課題の指示 :: 下に示すドンク創業者・藤井幸男についての文章を、最後の文の後から書き継いでください。

提供された文章 ::

記念日や行事・歴史・人物など気の向くままに書いているだけですので、内容についての批難、中傷だけはご容赦ください。

ドンク 創業者・藤井幸男忌日

2010-03-08 | 人物
3月8日の今日は、明治時代に神戸で創業された「藤井パン」を父から引継ぎ、神戸を代表するフランスパンの店「ドンク」を創業した藤井幸男の2008(平成20)年の忌日である。
「ドンク」の前身となる「藤井パン」は、三菱重工の長崎造船所の御用達の印刷業者だった幸男の祖父・元治郎。外国人技術者がパンを食べる姿を目の当たりにし、パン店の開業を思いつき、神戸造船所の建設計画と並行して準備を進め、兵庫区和田崎町に出来た神戸造船所の稼働と同じ1905(明治38)年8月8日に、兵庫駅前の御旅筋商店街(以下参考の※:「神戸市商店街連合会/商店街探訪」参照)・柳原に店を開く。経営は外国人技術者が多く働く同造船所での販売権をほぼ独占し、順調だったようだ。毎朝焼きたてのパンをリヤカーに積み、約2㎞離れた造船所に運んだという。

提供資料 ::
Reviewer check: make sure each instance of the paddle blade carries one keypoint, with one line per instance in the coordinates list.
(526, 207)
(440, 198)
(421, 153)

課題への回答 ::
余談だが、商店街の名前「御旅(おたび)」は、神様の宿場を意味しており、かって商店街の北橋に生田神社兵庫宮(御旅所ここ参照)、南端から高架下をくぐると柳原戎神社。JR兵庫駅前へといたり、歴史は古く大正時代から店舗が集積し戦前は大賑わいを呈したところだ。
1918(大正7)年、日本は 第一次世界大戦の特需景気によるインフレと凶作に悩まされていた。米の高騰に耐えかねた民衆の暴動が富山で発生。7月23日から始まった米騒動は8月に入って、神戸でも米を扱っていた大手商社の鈴木商店が米を買い占めているという某紙の報道によって焼討ちされ、系列会社の神戸製鋼所も襲われるが、この食糧不安を払しょくするため、陸軍省がパンに目をつけ、供出命令が下され県庁に納入。このことにより、それまでパンを食べたことのない人達にパンの味が広く知られるようになり、同商店の追い風となったようだ。
翌・1919(大正8)年 創業者の元治郎(44)が亡くなり、父親の全蔵が藤井パン二代目として跡を継ぐ。幸男はこの二代目全蔵の長男として生まれる。14歳で家業を手伝い始めるが、パン職人としての自負も出来ていた幸男は、22歳となった1944(昭和19)年、海軍に応召さるが、翌1945(昭和20)年第二次世界大戦終戦の秋復員すると、店は空襲(神戸大空襲)により焼失していたという。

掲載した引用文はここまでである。